── Dataset content ──

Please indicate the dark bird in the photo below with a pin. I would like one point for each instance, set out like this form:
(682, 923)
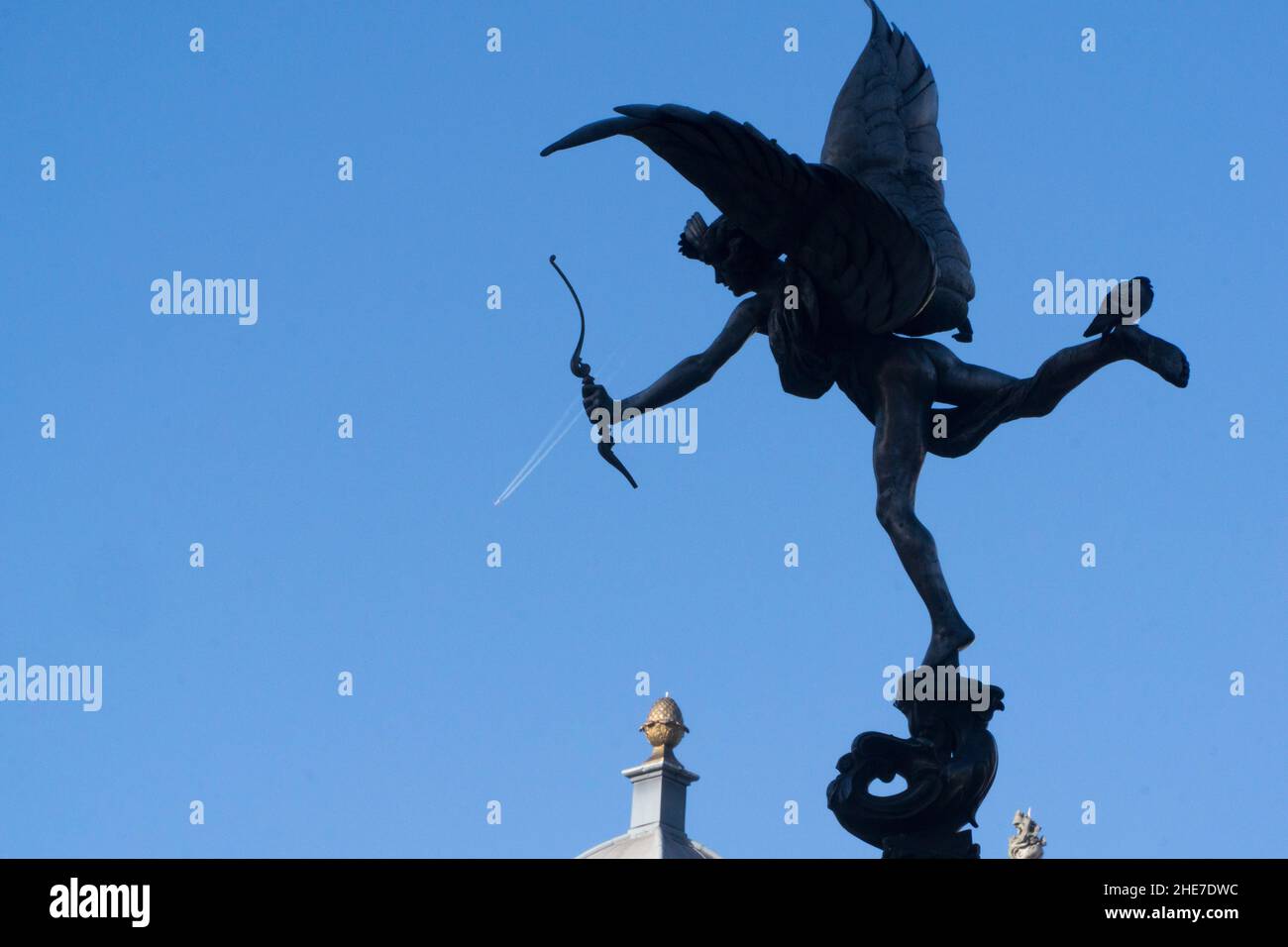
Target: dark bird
(1127, 300)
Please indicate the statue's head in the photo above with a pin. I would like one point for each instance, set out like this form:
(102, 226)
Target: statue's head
(739, 262)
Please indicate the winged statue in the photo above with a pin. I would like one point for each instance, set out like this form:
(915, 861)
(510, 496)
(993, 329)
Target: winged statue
(844, 264)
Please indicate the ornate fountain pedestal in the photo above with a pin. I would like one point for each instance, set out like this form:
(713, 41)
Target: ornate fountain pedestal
(948, 762)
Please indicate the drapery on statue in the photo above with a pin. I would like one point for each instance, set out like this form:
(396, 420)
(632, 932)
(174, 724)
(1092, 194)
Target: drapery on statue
(871, 260)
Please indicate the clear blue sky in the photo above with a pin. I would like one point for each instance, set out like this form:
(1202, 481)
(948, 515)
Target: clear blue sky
(518, 684)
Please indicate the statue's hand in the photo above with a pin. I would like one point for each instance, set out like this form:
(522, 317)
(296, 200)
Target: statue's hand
(593, 397)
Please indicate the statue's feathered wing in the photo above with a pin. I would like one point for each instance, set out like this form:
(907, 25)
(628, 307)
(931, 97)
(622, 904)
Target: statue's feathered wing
(868, 244)
(884, 131)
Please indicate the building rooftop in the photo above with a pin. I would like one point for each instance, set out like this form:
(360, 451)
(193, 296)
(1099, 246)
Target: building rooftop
(658, 788)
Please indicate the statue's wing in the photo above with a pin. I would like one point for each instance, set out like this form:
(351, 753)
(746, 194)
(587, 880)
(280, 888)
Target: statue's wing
(884, 131)
(861, 250)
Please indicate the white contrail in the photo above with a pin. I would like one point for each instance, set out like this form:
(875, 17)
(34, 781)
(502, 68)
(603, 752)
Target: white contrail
(552, 440)
(548, 444)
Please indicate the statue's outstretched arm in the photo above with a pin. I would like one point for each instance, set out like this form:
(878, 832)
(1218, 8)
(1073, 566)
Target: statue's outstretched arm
(697, 369)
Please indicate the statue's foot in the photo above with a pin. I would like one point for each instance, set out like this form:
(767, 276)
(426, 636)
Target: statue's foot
(1154, 354)
(945, 643)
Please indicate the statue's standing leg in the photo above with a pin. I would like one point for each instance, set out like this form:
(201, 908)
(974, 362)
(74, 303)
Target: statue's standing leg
(905, 390)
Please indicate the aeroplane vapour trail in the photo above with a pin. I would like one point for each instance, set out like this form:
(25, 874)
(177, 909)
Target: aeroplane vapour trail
(549, 442)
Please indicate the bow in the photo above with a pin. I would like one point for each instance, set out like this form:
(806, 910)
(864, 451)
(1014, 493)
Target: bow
(581, 369)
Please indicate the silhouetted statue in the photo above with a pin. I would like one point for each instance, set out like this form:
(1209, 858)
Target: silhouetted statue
(871, 258)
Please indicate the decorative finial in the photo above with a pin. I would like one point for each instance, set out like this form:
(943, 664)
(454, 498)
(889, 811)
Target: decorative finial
(664, 727)
(1025, 843)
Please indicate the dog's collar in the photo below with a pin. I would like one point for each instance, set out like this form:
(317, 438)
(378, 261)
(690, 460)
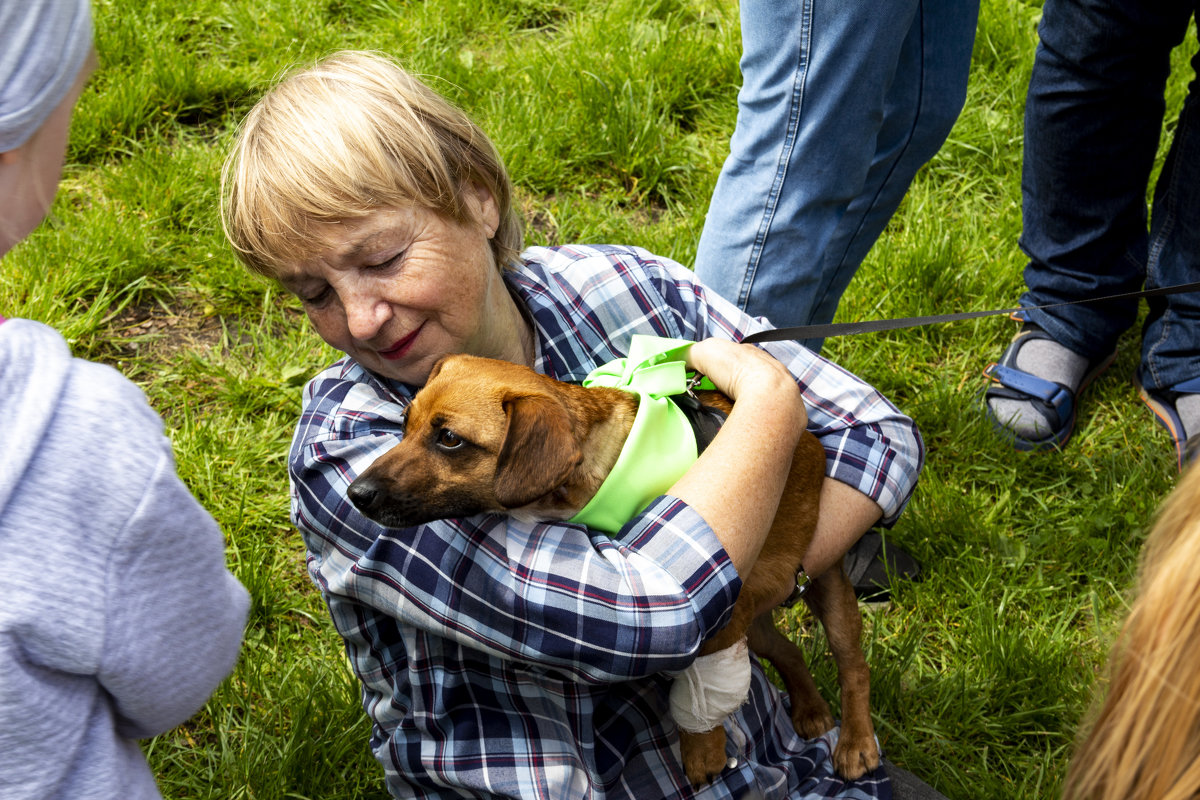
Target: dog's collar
(661, 444)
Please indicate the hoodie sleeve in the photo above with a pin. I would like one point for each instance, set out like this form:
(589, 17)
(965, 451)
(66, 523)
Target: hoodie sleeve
(175, 614)
(172, 614)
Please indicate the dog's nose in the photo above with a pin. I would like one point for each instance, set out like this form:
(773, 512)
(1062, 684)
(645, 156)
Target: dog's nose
(365, 493)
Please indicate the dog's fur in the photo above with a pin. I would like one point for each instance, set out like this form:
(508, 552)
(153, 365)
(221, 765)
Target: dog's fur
(487, 435)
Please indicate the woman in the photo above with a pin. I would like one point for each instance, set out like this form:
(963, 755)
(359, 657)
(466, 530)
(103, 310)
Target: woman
(502, 659)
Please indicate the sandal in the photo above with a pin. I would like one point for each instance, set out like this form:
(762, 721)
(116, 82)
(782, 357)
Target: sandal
(1162, 403)
(1059, 401)
(871, 565)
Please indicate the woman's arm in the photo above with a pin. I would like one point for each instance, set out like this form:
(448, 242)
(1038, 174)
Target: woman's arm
(738, 480)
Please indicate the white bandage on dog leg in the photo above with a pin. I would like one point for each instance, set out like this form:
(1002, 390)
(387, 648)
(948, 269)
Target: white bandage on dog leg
(712, 689)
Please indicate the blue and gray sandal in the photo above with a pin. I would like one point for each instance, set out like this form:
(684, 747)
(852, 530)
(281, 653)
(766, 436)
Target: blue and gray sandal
(1059, 401)
(1162, 403)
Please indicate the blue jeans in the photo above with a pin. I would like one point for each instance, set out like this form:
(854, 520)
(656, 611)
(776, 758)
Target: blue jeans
(841, 103)
(1093, 118)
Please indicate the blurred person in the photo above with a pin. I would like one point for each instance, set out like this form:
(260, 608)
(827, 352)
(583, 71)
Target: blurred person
(840, 104)
(1093, 118)
(119, 617)
(1143, 743)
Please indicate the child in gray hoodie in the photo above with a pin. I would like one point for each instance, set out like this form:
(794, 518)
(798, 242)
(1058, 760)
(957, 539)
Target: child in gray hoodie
(119, 617)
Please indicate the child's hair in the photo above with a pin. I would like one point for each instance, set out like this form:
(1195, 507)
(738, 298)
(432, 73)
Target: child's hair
(1145, 739)
(348, 136)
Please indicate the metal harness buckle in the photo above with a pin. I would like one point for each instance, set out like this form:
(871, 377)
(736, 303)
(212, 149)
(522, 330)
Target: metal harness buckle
(803, 583)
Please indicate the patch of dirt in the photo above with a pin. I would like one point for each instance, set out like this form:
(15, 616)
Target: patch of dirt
(155, 332)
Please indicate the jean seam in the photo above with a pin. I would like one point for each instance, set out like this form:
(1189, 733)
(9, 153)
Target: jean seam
(793, 125)
(832, 277)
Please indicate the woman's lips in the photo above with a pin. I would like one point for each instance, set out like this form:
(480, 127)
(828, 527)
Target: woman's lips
(402, 347)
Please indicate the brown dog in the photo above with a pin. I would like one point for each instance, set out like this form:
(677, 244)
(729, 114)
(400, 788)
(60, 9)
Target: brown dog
(487, 435)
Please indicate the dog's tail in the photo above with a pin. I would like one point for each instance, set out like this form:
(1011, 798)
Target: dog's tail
(1144, 740)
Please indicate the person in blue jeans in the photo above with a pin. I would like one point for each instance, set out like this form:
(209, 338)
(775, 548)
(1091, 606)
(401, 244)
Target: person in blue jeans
(840, 104)
(1092, 124)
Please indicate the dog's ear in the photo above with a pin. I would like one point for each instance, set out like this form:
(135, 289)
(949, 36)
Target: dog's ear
(539, 450)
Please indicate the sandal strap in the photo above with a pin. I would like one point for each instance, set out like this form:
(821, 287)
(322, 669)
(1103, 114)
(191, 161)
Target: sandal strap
(1191, 386)
(1053, 394)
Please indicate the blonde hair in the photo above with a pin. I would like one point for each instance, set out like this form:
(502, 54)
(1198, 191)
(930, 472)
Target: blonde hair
(1144, 741)
(348, 136)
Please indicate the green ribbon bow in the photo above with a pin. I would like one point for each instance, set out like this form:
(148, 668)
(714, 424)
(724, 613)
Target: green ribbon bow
(661, 444)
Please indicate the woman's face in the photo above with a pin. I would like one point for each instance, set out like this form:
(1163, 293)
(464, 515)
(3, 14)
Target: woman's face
(402, 287)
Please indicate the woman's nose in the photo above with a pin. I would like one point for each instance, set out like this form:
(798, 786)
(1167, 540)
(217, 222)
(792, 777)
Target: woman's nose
(365, 316)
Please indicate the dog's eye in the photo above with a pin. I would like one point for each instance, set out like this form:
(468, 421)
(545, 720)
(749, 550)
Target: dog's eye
(449, 440)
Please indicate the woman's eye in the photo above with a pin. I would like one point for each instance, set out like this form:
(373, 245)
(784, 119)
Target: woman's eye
(449, 440)
(384, 264)
(316, 300)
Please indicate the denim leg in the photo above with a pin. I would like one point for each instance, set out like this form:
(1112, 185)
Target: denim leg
(815, 78)
(1171, 336)
(1092, 120)
(921, 108)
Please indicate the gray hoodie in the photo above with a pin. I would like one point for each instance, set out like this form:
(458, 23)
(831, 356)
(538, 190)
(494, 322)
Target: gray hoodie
(118, 617)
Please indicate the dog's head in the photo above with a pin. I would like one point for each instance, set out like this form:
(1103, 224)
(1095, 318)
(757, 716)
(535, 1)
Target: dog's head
(481, 435)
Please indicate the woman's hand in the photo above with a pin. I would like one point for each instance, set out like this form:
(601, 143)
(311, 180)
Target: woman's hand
(737, 481)
(745, 373)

───

→ **What this task involves**: Among the lines above, find those with the word "below" and list them.

→ **Reply to the task**:
Please indicate the dark bird in the photo below with a pin. I would like one point for each instance, set out like this form:
Please indicate the dog's collar in the photo below with a pin. I would like one point for each instance, set out like this form:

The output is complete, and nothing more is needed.